Required task: Reproduce the data below with every "garage door panel" changed to "roll-up door panel" and everything else left untouched. Omit the pictures.

===

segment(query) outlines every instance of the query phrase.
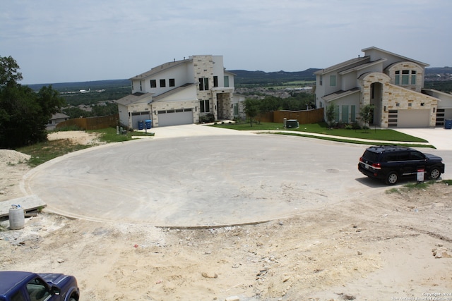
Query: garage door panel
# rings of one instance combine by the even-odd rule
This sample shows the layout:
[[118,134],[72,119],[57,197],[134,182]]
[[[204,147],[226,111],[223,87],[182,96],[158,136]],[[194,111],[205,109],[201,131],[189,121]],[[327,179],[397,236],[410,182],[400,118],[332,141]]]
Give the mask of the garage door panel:
[[158,126],[179,125],[193,123],[193,113],[190,111],[159,113]]
[[398,110],[397,126],[425,128],[430,125],[430,110]]

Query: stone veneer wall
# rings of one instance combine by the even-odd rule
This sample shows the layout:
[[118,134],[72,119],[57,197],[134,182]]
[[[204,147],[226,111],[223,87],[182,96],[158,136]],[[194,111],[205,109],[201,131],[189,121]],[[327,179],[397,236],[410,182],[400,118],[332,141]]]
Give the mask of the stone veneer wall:
[[[416,80],[417,80],[417,78]],[[374,82],[380,82],[383,85],[381,106],[382,112],[380,125],[381,128],[388,128],[389,110],[426,109],[430,109],[429,126],[434,126],[436,116],[434,112],[434,108],[436,112],[438,105],[436,99],[391,84],[391,80],[389,76],[378,72],[369,73],[361,79],[359,80],[361,85],[360,106],[370,104],[371,85]]]
[[[199,78],[208,78],[209,90],[201,91],[199,85],[196,87],[196,94],[199,100],[209,100],[209,108],[210,112],[213,113],[215,120],[218,118],[217,110],[215,109],[216,102],[213,102],[212,92],[210,89],[213,87],[213,61],[212,56],[193,56],[193,66],[194,69],[194,82],[198,82]],[[197,106],[199,109],[199,104]],[[199,111],[198,111],[199,113]]]
[[[215,99],[216,98],[218,101],[218,105],[221,106],[221,111],[223,113],[223,118],[225,119],[233,119],[234,118],[234,107],[232,106],[232,93],[227,93],[227,92],[221,92],[221,93],[214,93],[214,102]],[[232,107],[231,107],[232,106]],[[218,108],[217,111],[220,111],[220,109]]]
[[[436,111],[438,106],[438,101],[436,98],[396,85],[388,84],[387,90],[388,99],[387,104],[384,105],[387,106],[388,111],[428,109],[430,110],[429,126],[435,126],[436,123]],[[388,114],[384,114],[383,117],[385,127],[387,128]]]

===

Task result:
segment(query) outlines every instance of the query phrase.
Query: roll-up door panel
# rings of one instance combine by the even-odd rule
This sample shows the layout:
[[118,134],[72,119],[57,197],[134,182]]
[[[204,147],[226,111],[223,87],[182,96],[158,136]],[[194,111],[205,109],[201,131],[189,121]],[[327,179],[397,236],[410,182],[400,118],[332,141]]]
Give the mask of the roll-up door panel:
[[158,126],[179,125],[193,123],[193,113],[190,111],[159,113]]
[[398,110],[397,126],[425,128],[430,125],[430,110]]

Query: stone veneer wall
# rings of one instance combine by the even-odd rule
This sample shows the layout:
[[118,134],[72,119],[57,197],[134,182]]
[[[204,147],[226,111],[223,87],[182,96],[158,136]],[[194,111],[205,109],[201,131],[189,121]],[[327,179],[397,236],[410,182],[400,118],[332,141]]]
Give the mask of the stone veneer wall:
[[[416,80],[417,80],[417,78]],[[374,82],[380,82],[383,85],[381,106],[382,112],[380,125],[381,128],[388,128],[389,110],[426,109],[430,109],[429,126],[434,126],[436,116],[434,112],[434,108],[436,112],[438,105],[436,99],[391,84],[391,80],[389,76],[378,72],[369,73],[361,79],[359,80],[361,85],[360,106],[370,104],[371,85]]]
[[[199,78],[208,78],[209,90],[201,91],[199,85],[196,87],[196,94],[199,100],[209,100],[209,108],[210,112],[213,113],[215,120],[218,118],[217,110],[215,109],[216,102],[213,102],[212,92],[210,89],[213,87],[213,61],[212,56],[193,56],[193,66],[194,69],[194,82],[198,82]],[[197,106],[199,109],[199,104]],[[199,111],[198,111],[199,113]]]
[[[215,99],[216,98],[218,101],[218,105],[221,106],[221,111],[223,113],[223,118],[225,119],[233,119],[234,118],[234,107],[232,106],[232,93],[227,93],[227,92],[221,92],[221,93],[214,93],[214,102]],[[232,107],[231,107],[232,106]],[[218,108],[217,111],[220,111],[220,109]]]
[[[436,111],[438,106],[438,101],[436,98],[396,85],[388,84],[387,90],[388,99],[387,104],[384,105],[387,106],[388,111],[428,109],[430,110],[429,126],[435,126],[436,123]],[[388,114],[384,114],[383,117],[385,127],[387,128]]]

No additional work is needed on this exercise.